» **Task goal**: Would you retype, word for word, the line with "If you could mark the white sandal" and every line after it through the end of the records below?

» **Material for the task**:
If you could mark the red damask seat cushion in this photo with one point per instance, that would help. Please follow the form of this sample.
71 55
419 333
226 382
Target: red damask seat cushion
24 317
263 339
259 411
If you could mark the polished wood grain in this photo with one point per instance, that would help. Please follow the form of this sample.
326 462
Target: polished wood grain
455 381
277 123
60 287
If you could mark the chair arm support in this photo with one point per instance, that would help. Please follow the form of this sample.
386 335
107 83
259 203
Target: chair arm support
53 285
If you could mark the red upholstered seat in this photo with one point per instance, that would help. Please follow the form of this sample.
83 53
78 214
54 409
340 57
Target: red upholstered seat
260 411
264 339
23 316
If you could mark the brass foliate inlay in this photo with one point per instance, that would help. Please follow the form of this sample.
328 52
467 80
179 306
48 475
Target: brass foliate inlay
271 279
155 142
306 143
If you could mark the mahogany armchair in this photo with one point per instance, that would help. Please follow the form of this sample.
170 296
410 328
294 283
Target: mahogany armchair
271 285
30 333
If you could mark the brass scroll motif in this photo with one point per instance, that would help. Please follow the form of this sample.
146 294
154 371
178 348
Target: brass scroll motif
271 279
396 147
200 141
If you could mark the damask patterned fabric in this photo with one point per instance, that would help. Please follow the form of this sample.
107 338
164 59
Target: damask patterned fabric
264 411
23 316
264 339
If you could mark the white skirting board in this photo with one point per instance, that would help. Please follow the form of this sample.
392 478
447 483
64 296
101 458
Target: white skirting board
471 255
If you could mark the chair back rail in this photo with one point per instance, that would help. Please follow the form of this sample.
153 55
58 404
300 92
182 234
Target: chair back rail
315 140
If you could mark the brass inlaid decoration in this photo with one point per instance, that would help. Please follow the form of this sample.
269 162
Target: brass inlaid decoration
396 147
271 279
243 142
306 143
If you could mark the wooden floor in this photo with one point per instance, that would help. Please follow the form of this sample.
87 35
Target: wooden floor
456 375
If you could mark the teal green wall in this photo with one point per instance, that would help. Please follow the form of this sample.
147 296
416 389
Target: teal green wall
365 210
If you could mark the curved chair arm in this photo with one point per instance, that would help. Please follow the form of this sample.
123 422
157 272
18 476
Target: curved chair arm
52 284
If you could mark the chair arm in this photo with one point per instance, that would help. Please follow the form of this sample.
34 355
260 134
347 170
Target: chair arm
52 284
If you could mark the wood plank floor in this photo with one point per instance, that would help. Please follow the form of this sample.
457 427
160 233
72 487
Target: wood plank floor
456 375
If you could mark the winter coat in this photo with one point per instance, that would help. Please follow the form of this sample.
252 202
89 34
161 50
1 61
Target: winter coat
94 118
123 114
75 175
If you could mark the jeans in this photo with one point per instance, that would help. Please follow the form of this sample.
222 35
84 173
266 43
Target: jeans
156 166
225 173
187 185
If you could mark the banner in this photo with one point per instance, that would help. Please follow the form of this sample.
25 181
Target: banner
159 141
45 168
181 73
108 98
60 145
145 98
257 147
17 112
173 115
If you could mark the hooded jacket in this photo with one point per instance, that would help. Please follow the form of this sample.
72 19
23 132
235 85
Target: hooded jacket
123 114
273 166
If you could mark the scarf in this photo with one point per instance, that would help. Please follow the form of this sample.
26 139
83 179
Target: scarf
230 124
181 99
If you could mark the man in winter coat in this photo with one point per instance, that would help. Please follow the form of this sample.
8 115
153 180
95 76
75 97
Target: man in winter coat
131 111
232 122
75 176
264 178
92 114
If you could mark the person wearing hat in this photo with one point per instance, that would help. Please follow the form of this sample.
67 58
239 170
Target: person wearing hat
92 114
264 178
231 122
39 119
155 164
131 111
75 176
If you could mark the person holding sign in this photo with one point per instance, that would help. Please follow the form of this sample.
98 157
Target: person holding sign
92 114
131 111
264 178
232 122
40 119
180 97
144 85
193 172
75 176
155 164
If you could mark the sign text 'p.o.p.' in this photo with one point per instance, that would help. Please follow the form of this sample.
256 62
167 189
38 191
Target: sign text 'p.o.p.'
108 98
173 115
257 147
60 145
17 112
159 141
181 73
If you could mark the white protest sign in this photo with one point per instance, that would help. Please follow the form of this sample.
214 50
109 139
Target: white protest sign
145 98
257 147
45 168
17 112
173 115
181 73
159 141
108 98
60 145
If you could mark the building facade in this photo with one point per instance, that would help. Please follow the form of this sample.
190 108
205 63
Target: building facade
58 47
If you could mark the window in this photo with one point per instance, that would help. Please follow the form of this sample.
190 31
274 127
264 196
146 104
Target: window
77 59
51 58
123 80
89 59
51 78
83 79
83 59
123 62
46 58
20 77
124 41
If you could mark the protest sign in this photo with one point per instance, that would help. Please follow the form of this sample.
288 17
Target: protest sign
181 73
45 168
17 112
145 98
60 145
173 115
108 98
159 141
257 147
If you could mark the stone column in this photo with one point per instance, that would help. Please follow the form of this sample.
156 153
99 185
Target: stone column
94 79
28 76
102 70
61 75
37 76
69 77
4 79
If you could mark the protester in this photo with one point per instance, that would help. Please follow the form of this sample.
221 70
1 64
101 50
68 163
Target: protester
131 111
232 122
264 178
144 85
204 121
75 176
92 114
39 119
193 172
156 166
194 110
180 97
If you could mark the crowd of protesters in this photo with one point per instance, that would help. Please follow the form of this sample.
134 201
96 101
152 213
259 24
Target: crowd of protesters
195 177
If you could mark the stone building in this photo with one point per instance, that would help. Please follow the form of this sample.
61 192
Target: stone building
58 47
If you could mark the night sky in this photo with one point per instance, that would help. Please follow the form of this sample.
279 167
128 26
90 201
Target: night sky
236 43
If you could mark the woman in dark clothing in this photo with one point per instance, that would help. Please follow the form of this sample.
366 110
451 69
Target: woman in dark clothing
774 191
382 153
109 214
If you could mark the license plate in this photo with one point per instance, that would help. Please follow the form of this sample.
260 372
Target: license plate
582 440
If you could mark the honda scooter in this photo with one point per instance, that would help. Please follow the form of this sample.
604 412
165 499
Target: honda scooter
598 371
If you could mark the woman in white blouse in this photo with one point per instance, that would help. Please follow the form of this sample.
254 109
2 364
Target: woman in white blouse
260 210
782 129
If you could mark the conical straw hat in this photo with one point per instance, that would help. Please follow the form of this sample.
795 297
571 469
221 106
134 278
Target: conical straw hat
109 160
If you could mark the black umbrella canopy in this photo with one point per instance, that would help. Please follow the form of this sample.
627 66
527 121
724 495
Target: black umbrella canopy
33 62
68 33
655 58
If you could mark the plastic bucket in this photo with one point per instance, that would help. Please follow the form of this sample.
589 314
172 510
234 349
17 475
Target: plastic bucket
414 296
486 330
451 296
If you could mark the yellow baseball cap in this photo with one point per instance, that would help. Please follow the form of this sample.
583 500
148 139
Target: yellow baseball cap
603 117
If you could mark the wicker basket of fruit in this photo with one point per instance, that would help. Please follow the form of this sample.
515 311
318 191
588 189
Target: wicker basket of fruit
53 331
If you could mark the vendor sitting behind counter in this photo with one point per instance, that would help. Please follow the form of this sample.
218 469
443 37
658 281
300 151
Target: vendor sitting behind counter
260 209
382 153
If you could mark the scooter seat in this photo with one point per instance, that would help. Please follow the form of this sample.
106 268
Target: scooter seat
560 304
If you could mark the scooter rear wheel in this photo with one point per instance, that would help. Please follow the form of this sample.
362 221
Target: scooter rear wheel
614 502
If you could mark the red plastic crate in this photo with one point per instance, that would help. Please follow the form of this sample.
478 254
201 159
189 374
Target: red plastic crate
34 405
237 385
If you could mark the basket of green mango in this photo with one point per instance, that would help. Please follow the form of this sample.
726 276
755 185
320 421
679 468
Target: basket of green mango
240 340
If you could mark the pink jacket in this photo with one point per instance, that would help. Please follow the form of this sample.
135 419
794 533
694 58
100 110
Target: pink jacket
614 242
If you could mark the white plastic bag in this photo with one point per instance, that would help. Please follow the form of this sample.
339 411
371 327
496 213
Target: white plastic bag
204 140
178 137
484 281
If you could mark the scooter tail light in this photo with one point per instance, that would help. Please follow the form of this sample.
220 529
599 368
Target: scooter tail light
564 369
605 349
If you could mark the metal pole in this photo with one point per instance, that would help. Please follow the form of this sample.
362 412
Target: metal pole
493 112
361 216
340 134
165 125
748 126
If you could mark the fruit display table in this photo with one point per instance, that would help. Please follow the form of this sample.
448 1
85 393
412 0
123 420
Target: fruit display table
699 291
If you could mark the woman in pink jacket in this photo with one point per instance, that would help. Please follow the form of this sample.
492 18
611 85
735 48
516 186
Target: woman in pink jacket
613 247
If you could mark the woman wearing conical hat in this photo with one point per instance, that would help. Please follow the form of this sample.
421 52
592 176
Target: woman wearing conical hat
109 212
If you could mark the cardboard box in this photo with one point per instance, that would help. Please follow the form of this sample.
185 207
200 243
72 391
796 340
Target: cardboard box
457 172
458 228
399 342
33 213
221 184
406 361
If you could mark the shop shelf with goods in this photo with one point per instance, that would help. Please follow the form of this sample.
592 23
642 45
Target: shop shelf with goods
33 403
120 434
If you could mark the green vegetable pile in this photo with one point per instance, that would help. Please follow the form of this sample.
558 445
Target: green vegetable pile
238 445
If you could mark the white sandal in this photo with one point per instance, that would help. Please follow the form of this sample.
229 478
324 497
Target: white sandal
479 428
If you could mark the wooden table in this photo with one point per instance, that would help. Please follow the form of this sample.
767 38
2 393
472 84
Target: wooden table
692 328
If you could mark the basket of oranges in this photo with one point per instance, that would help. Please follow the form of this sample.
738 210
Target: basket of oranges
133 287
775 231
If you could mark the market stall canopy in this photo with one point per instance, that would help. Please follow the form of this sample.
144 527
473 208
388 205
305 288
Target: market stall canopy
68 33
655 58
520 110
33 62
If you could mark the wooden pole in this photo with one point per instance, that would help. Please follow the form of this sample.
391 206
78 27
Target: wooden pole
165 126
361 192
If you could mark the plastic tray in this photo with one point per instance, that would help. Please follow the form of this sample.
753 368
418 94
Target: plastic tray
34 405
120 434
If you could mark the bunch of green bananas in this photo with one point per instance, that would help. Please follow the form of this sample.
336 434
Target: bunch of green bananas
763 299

» **Problem solution**:
If you could mark the white sandal in this photo with one point per instance, that would help. Please follow the form of this sample.
229 478
324 497
Target: white sandal
479 428
If you could mark the wooden table in this photo with one point per instance, that would help. Please follow the form of this sample.
767 38
2 393
472 84
Target: wooden table
692 328
If you could mark the basket of oranges in this photo with one point per instance, that would help. Please follow the form of this sample.
738 210
Target: basket of oranges
133 287
775 231
If you could mark the market stall canopy in this photo with one point per instance, that would help. Please follow the form of this sample.
144 527
473 208
388 205
305 288
Target: market stall canopy
68 33
655 58
520 110
33 62
If you could mark the wooden pole in this photo with one point per instance, that would help. Please follow the form of this sample.
391 206
78 27
Target: wooden pole
165 126
361 192
If you could mark the plastic tray in this photo with one point per instance, that would help. Please follow the form of this sample.
753 368
418 94
Target: plastic tray
34 405
120 434
If you could mark the bunch of green bananas in this photo with one point per instance, that would help. Please follow the form of this sample.
336 434
Target: bunch of green bananas
763 299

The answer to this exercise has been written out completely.